▸ Short task: Gather every line of the records below that contains the string "yellow", and copy each such line in full.

▸ Information supplied:
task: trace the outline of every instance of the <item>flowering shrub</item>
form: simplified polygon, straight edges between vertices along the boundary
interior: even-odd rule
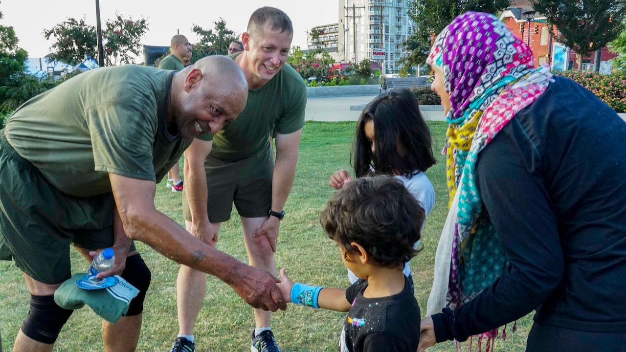
[[[324,63],[316,59],[315,61],[302,61],[291,64],[295,71],[305,80],[309,77],[315,77],[318,82],[327,82],[331,80],[331,69]]]
[[[618,113],[626,111],[626,72],[618,71],[602,75],[590,71],[555,71],[593,92],[607,105]]]

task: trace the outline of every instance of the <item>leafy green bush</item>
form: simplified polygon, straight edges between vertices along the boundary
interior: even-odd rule
[[[0,130],[4,128],[4,124],[6,123],[6,118],[9,117],[10,115],[11,111],[0,112]]]
[[[14,110],[26,100],[64,80],[40,80],[26,73],[14,75],[0,85],[0,112]]]
[[[430,86],[412,86],[409,89],[418,97],[420,105],[439,105],[441,103],[441,98],[431,90]]]
[[[557,70],[555,74],[575,81],[593,92],[616,111],[626,111],[626,71],[602,75],[590,71]]]

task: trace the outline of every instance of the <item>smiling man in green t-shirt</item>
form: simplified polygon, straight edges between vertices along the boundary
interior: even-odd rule
[[[31,294],[14,351],[49,351],[72,311],[53,294],[71,277],[69,246],[90,261],[111,247],[141,293],[103,322],[106,351],[134,351],[150,272],[131,240],[230,284],[255,308],[285,309],[275,277],[198,241],[155,207],[156,183],[201,133],[243,110],[248,85],[225,56],[174,71],[135,65],[82,73],[29,100],[0,130],[0,259]]]
[[[170,50],[172,54],[163,58],[158,63],[158,68],[162,70],[172,70],[174,71],[182,71],[186,66],[189,65],[189,61],[192,60],[192,44],[187,40],[187,37],[182,34],[176,34],[172,37],[170,41]],[[180,167],[178,162],[176,162],[174,166],[167,173],[167,188],[171,189],[172,192],[182,192],[183,181],[180,179]]]
[[[295,175],[307,101],[304,80],[285,65],[292,38],[291,20],[285,13],[273,8],[254,11],[242,36],[244,51],[230,56],[250,87],[245,109],[219,133],[197,138],[185,154],[187,229],[215,246],[220,224],[230,218],[234,202],[249,263],[274,275],[276,240]],[[275,129],[275,162],[269,142]],[[206,274],[181,266],[178,336],[170,351],[193,350],[193,325],[206,287]],[[270,330],[270,313],[255,309],[254,316],[252,351],[279,351]]]

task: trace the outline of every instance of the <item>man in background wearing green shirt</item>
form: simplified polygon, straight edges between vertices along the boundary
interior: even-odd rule
[[[175,73],[136,65],[81,73],[22,105],[0,130],[0,259],[13,259],[30,294],[14,352],[49,352],[72,313],[54,302],[71,276],[69,246],[88,261],[111,247],[140,289],[126,316],[103,321],[105,352],[135,351],[150,271],[131,240],[228,284],[255,308],[285,309],[267,272],[192,236],[155,207],[156,184],[202,133],[244,110],[248,85],[230,58]]]
[[[162,70],[172,70],[182,71],[189,65],[192,60],[192,44],[187,37],[182,34],[177,34],[172,37],[170,50],[172,53],[163,58],[158,63],[158,68]],[[172,192],[182,192],[183,190],[183,180],[180,179],[180,166],[176,162],[174,166],[167,173],[167,182],[165,183],[167,188]]]
[[[219,133],[195,138],[185,153],[183,210],[187,229],[215,246],[221,222],[232,204],[241,217],[249,264],[276,275],[274,252],[280,220],[295,176],[304,125],[306,87],[285,65],[293,39],[283,11],[254,11],[242,36],[244,50],[230,55],[249,86],[245,109]],[[275,129],[276,157],[269,137]],[[194,348],[193,325],[207,292],[207,276],[181,266],[177,281],[178,336],[170,351]],[[279,352],[270,329],[270,312],[255,309],[253,352]]]

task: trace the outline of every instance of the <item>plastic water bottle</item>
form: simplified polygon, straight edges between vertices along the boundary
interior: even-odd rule
[[[107,248],[98,254],[91,262],[91,267],[98,274],[101,271],[106,271],[115,265],[115,256],[113,250]]]

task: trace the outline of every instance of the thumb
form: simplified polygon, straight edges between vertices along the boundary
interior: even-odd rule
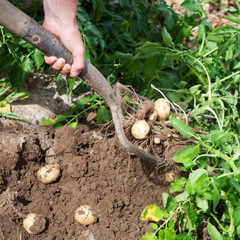
[[[84,48],[82,51],[73,53],[73,64],[70,71],[70,77],[75,78],[84,68]]]

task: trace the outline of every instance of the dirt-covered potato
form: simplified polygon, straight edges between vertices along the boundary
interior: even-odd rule
[[[29,213],[23,220],[23,227],[29,234],[40,234],[46,228],[46,219],[41,214]]]
[[[153,142],[154,142],[155,144],[159,144],[159,143],[161,142],[161,139],[160,139],[159,137],[154,137],[154,138],[153,138]]]
[[[38,170],[37,177],[41,182],[48,184],[55,182],[60,176],[60,172],[59,166],[47,164]]]
[[[150,126],[145,120],[136,121],[131,128],[131,133],[136,139],[144,139],[150,131]]]
[[[157,111],[159,120],[166,120],[170,115],[170,104],[165,98],[159,98],[154,103],[154,110]]]
[[[79,223],[83,225],[93,224],[98,219],[97,213],[88,205],[79,207],[75,211],[74,217]]]
[[[157,119],[157,117],[158,117],[158,113],[156,110],[154,110],[153,113],[149,115],[148,119],[154,122]]]

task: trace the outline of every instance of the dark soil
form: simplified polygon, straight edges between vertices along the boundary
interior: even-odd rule
[[[161,156],[172,156],[186,143],[167,131]],[[46,163],[58,164],[61,177],[45,185],[36,177]],[[114,134],[103,134],[88,122],[77,128],[27,125],[0,120],[0,239],[104,240],[141,239],[151,231],[139,216],[179,177],[130,156]],[[80,205],[98,213],[97,223],[83,226],[74,219]],[[22,226],[28,213],[43,214],[46,229],[29,235]]]

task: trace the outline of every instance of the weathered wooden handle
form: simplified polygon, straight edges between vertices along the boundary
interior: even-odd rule
[[[39,23],[9,3],[7,0],[0,0],[0,24],[10,32],[25,39],[34,47],[49,56],[62,57],[67,63],[73,63],[71,53],[64,47],[61,41],[48,32]],[[131,144],[123,130],[123,116],[121,100],[113,91],[106,78],[89,62],[85,60],[85,66],[79,77],[96,91],[106,104],[110,107],[115,130],[121,144],[128,151],[151,163],[158,163],[165,166],[163,159],[158,159]]]
[[[65,48],[59,38],[7,0],[0,0],[0,24],[44,54],[61,57],[67,63],[73,63],[72,54]],[[79,77],[92,87],[109,106],[117,102],[116,97],[113,96],[113,89],[105,77],[86,60],[85,67]]]

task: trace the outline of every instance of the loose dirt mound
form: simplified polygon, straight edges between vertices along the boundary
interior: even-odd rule
[[[163,156],[170,160],[186,144],[166,139]],[[0,239],[140,239],[149,230],[139,220],[141,212],[146,205],[161,205],[169,187],[166,173],[130,156],[114,136],[89,123],[56,130],[2,119],[0,143]],[[57,182],[37,180],[45,163],[61,167]],[[174,179],[178,172],[170,175]],[[75,221],[74,211],[82,204],[98,212],[97,223]],[[40,235],[30,236],[22,227],[30,212],[47,219]]]

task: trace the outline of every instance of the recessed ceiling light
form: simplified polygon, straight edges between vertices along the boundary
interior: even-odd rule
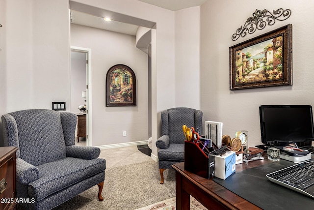
[[[107,17],[104,18],[104,20],[105,20],[105,21],[107,21],[107,22],[109,22],[109,21],[111,21],[111,18],[107,18]]]

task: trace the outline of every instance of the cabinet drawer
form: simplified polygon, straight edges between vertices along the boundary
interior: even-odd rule
[[[5,148],[2,148],[2,149]],[[4,186],[0,187],[0,210],[7,210],[15,205],[12,201],[15,198],[16,187],[16,150],[10,151],[9,155],[0,157],[0,182],[2,180]],[[0,152],[1,153],[1,152]]]

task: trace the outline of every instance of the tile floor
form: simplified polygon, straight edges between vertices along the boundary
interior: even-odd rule
[[[85,140],[82,139],[81,138],[79,139],[79,142],[78,143],[78,141],[76,139],[77,145],[85,146],[86,142]],[[153,160],[150,156],[140,151],[136,146],[102,150],[99,157],[106,160],[107,169],[117,166]]]

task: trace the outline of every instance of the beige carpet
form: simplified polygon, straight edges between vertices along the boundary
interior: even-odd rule
[[[136,210],[174,210],[176,209],[176,197],[170,198],[143,207]],[[193,197],[190,197],[190,209],[191,210],[207,210],[205,207],[201,204]]]
[[[153,160],[117,167],[105,171],[104,201],[97,198],[95,186],[60,205],[55,210],[137,209],[176,196],[174,170],[164,172],[160,184],[158,163]]]

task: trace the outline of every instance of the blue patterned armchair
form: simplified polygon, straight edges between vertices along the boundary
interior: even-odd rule
[[[169,109],[161,112],[162,136],[156,142],[158,151],[160,184],[163,183],[163,172],[175,163],[183,162],[185,137],[182,126],[198,128],[201,133],[203,112],[185,107]]]
[[[99,148],[75,146],[77,116],[33,109],[2,116],[4,145],[17,151],[17,197],[49,210],[98,185],[102,201],[105,160]]]

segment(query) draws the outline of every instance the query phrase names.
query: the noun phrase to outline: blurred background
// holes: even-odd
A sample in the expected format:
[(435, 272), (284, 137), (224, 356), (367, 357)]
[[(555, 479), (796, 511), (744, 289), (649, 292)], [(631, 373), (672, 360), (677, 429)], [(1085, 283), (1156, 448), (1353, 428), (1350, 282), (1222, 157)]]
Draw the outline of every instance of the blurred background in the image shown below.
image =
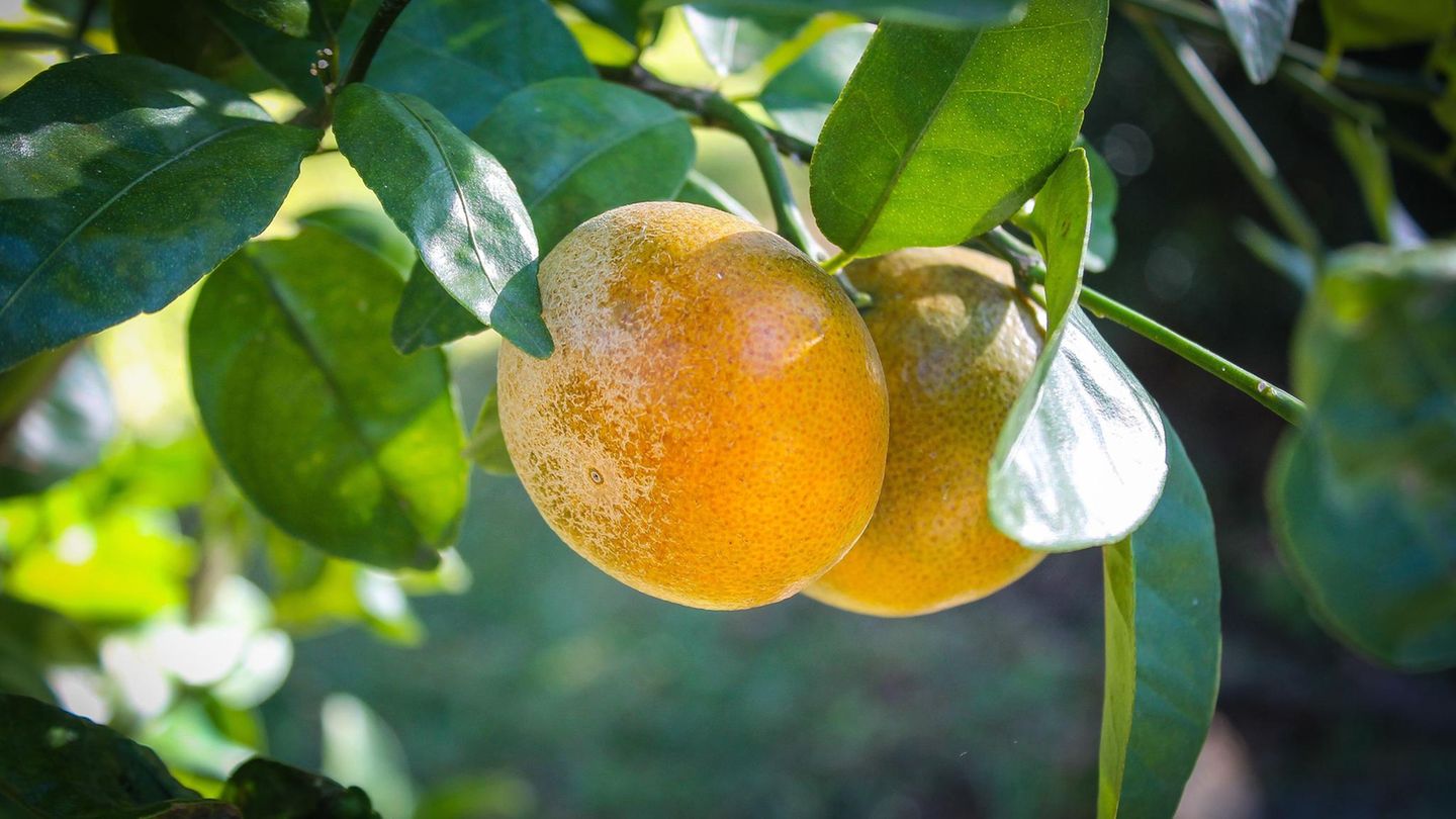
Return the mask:
[[(1319, 45), (1306, 6), (1294, 38)], [(19, 0), (0, 10), (47, 22)], [(1200, 51), (1325, 236), (1374, 240), (1328, 118), (1278, 85), (1251, 86), (1223, 44)], [(1366, 57), (1418, 68), (1424, 50)], [(0, 92), (52, 60), (0, 50)], [(645, 61), (718, 82), (677, 13)], [(1423, 111), (1398, 117), (1440, 144)], [(1287, 383), (1300, 287), (1236, 239), (1241, 220), (1267, 214), (1117, 16), (1083, 133), (1121, 184), (1118, 256), (1092, 284)], [(697, 136), (697, 169), (772, 223), (747, 150)], [(807, 201), (807, 171), (791, 171)], [(1450, 235), (1452, 189), (1395, 171), (1415, 222)], [(310, 157), (269, 235), (335, 204), (377, 207), (339, 154)], [(57, 412), (80, 426), (58, 428), (73, 430), (79, 459), (99, 462), (0, 500), (0, 688), (109, 721), (204, 793), (265, 752), (365, 787), (386, 819), (1091, 815), (1095, 551), (909, 621), (807, 599), (700, 612), (610, 580), (552, 535), (514, 478), (476, 471), (444, 567), (376, 573), (288, 542), (240, 501), (192, 407), (189, 309), (183, 297), (108, 331), (67, 367), (57, 389), (71, 402)], [(1219, 526), (1223, 688), (1182, 815), (1456, 815), (1456, 675), (1396, 675), (1351, 654), (1278, 565), (1264, 474), (1281, 421), (1099, 328), (1179, 430)], [(494, 383), (496, 344), (488, 332), (450, 348), (467, 423)]]

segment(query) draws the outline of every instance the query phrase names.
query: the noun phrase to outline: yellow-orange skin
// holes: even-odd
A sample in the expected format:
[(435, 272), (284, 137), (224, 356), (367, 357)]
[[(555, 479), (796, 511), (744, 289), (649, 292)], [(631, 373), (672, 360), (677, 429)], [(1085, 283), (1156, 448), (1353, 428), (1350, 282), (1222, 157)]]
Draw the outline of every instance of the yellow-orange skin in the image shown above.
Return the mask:
[(844, 293), (757, 224), (645, 203), (540, 265), (556, 350), (501, 347), (499, 411), (526, 491), (571, 548), (665, 600), (782, 600), (865, 529), (885, 380)]
[(1031, 571), (1040, 552), (992, 526), (996, 436), (1041, 351), (1040, 312), (1010, 268), (965, 248), (897, 251), (846, 268), (890, 388), (890, 461), (853, 549), (805, 592), (879, 616), (968, 603)]

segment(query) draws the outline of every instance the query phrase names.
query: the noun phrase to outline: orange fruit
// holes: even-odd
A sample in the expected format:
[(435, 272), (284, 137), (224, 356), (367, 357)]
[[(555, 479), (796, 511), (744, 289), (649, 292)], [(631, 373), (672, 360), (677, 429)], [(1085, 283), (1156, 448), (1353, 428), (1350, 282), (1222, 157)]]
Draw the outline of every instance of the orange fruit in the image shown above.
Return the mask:
[(665, 600), (782, 600), (863, 530), (885, 380), (853, 305), (779, 236), (690, 204), (601, 214), (540, 265), (556, 350), (501, 347), (526, 491), (571, 548)]
[(879, 616), (936, 612), (1031, 571), (986, 512), (996, 436), (1037, 361), (1041, 312), (1010, 267), (965, 248), (907, 249), (846, 268), (890, 388), (890, 461), (853, 549), (805, 592)]

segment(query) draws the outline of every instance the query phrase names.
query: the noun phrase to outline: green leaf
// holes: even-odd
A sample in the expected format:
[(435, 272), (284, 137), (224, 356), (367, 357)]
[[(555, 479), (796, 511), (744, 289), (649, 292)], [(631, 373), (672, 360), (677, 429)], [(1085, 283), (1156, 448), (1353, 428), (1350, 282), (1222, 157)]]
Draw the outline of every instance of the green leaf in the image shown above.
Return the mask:
[[(357, 42), (376, 7), (379, 0), (357, 1), (339, 42)], [(545, 0), (415, 0), (368, 70), (370, 85), (427, 101), (462, 131), (511, 92), (590, 76), (581, 47)]]
[[(387, 216), (374, 208), (339, 205), (309, 211), (298, 217), (298, 227), (333, 230), (381, 258), (399, 275), (409, 273), (419, 258), (409, 236), (399, 232)], [(430, 273), (427, 271), (428, 277)]]
[[(476, 319), (498, 325), (502, 289), (536, 258), (531, 219), (505, 168), (427, 102), (360, 83), (339, 95), (333, 128), (430, 273)], [(502, 335), (546, 334), (539, 313), (533, 322), (504, 303)]]
[(677, 201), (715, 207), (724, 213), (731, 213), (744, 222), (759, 222), (753, 211), (725, 191), (722, 185), (713, 182), (697, 171), (689, 171), (683, 179), (683, 189), (677, 191)]
[(480, 405), (480, 417), (475, 421), (475, 431), (470, 433), (470, 443), (464, 447), (466, 456), (475, 465), (491, 475), (514, 475), (515, 465), (505, 450), (505, 434), (501, 431), (501, 405), (496, 398), (496, 388), (485, 396)]
[(0, 101), (0, 370), (176, 299), (268, 226), (317, 138), (140, 57)]
[(871, 25), (856, 25), (826, 34), (763, 86), (759, 102), (786, 134), (817, 143), (874, 32)]
[[(646, 0), (642, 9), (657, 12), (681, 3)], [(712, 0), (712, 6), (722, 13), (808, 17), (847, 12), (868, 19), (964, 28), (1013, 23), (1025, 13), (1026, 0)]]
[(243, 819), (379, 819), (363, 790), (271, 759), (239, 765), (223, 799), (240, 807)]
[(1219, 695), (1213, 513), (1178, 434), (1168, 485), (1133, 535), (1107, 546), (1107, 688), (1098, 816), (1172, 816)]
[(810, 166), (824, 235), (869, 256), (1003, 222), (1076, 140), (1105, 34), (1107, 0), (1032, 0), (999, 29), (881, 25)]
[(804, 17), (744, 15), (711, 3), (683, 6), (683, 22), (697, 50), (719, 76), (757, 66), (804, 28)]
[(1044, 551), (1134, 530), (1166, 475), (1153, 399), (1080, 307), (1051, 332), (992, 456), (992, 522)]
[(1390, 48), (1428, 42), (1456, 28), (1450, 0), (1319, 0), (1332, 48)]
[[(50, 356), (57, 354), (66, 356)], [(116, 408), (96, 356), (83, 350), (60, 363), (38, 356), (0, 373), (0, 393), (26, 376), (32, 361), (45, 364), (52, 380), (0, 444), (0, 497), (39, 493), (86, 469), (116, 433)]]
[(0, 694), (0, 815), (121, 819), (201, 799), (105, 726), (15, 694)]
[(402, 287), (312, 229), (218, 268), (189, 329), (198, 411), (243, 494), (284, 532), (387, 568), (438, 560), (467, 478), (444, 356), (389, 345)]
[(1306, 303), (1309, 404), (1270, 472), (1286, 565), (1341, 640), (1456, 665), (1456, 245), (1335, 255)]
[(309, 32), (309, 0), (226, 0), (243, 16), (290, 36)]
[(601, 80), (547, 80), (520, 90), (472, 137), (515, 181), (543, 256), (600, 213), (676, 197), (695, 153), (681, 114)]
[(1243, 71), (1255, 85), (1270, 82), (1289, 35), (1299, 0), (1214, 0)]

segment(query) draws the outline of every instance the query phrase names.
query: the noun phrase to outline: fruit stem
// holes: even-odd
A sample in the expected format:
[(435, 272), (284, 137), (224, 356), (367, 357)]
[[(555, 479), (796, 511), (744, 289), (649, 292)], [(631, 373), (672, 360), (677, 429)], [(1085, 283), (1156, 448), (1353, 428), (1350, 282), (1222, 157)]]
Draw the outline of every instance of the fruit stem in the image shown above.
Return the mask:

▸ Written response:
query: the noun phrase to outline: yellow-orange skin
Draw the outline of every instance of the yellow-orange skin in the image shown above.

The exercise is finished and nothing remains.